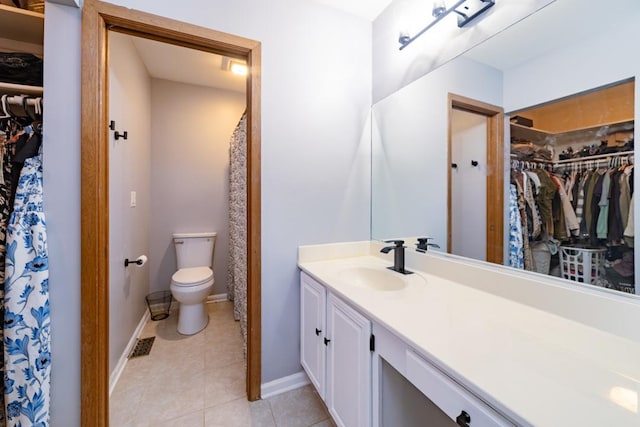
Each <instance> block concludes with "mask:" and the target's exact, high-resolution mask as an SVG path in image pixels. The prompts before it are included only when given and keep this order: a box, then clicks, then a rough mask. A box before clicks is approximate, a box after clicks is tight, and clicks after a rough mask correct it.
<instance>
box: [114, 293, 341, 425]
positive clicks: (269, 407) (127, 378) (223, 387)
mask: <svg viewBox="0 0 640 427" xmlns="http://www.w3.org/2000/svg"><path fill="white" fill-rule="evenodd" d="M207 311H208V313H209V324H208V325H207V327H206V328H205V330H204V331H202V332H200V333H198V334H196V335H192V336H184V335H181V334H179V333H178V332H177V318H178V315H177V312H173V313H172V314H171V316H169V317H168V318H167V319H165V320H161V321H157V322H152V321H150V322H148V323H147V325H145V327H144V329H143V332H142V334H141V338H144V337H148V336H155V337H156V340H155V341H154V344H153V348H152V349H151V353H150V354H149V355H148V356H141V357H137V358H134V359H130V360H128V361H127V365H126V367H125V369H124V371H123V373H122V375H121V377H120V379H119V381H118V384H117V385H116V388H115V390H114V392H113V393H112V395H111V398H110V402H109V403H110V408H109V409H110V420H111V422H110V424H111V426H112V427H203V426H207V427H209V426H223V427H245V426H246V427H309V426H315V427H335V424H333V422H331V420H330V419H329V415H328V413H327V411H326V408H325V406H324V404H323V403H322V401H321V400H320V397H319V396H318V394H317V393H316V392H315V391H314V390H313V388H312V387H311V386H307V387H303V388H300V389H297V390H292V391H290V392H287V393H284V394H281V395H279V396H274V397H272V398H270V399H266V400H259V401H256V402H248V401H247V400H246V397H245V393H246V391H245V375H246V374H245V372H246V367H245V361H244V356H243V349H242V337H241V334H240V325H239V322H237V321H235V320H234V319H233V304H232V303H230V302H223V303H213V304H207Z"/></svg>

++++++

**Written task**: Give every line from the start of the records through the line containing "positive clicks: (269, 407)" as a numbered list, skipping blank lines and leaving out the pictures.

**Your response**:
1. Each <instance> block concludes with "mask:" and the target's exact, high-resolution mask as an SVG path in image pixels. The prompts before it are included only when given and keep this order: a box, then clicks, then a rough mask. A box before clicks is approximate, a box after clicks is tight, and clicks after a rough mask correct it.
2. <instance>
3. box: [114, 293, 341, 425]
4. positive clicks: (269, 407) (127, 378) (223, 387)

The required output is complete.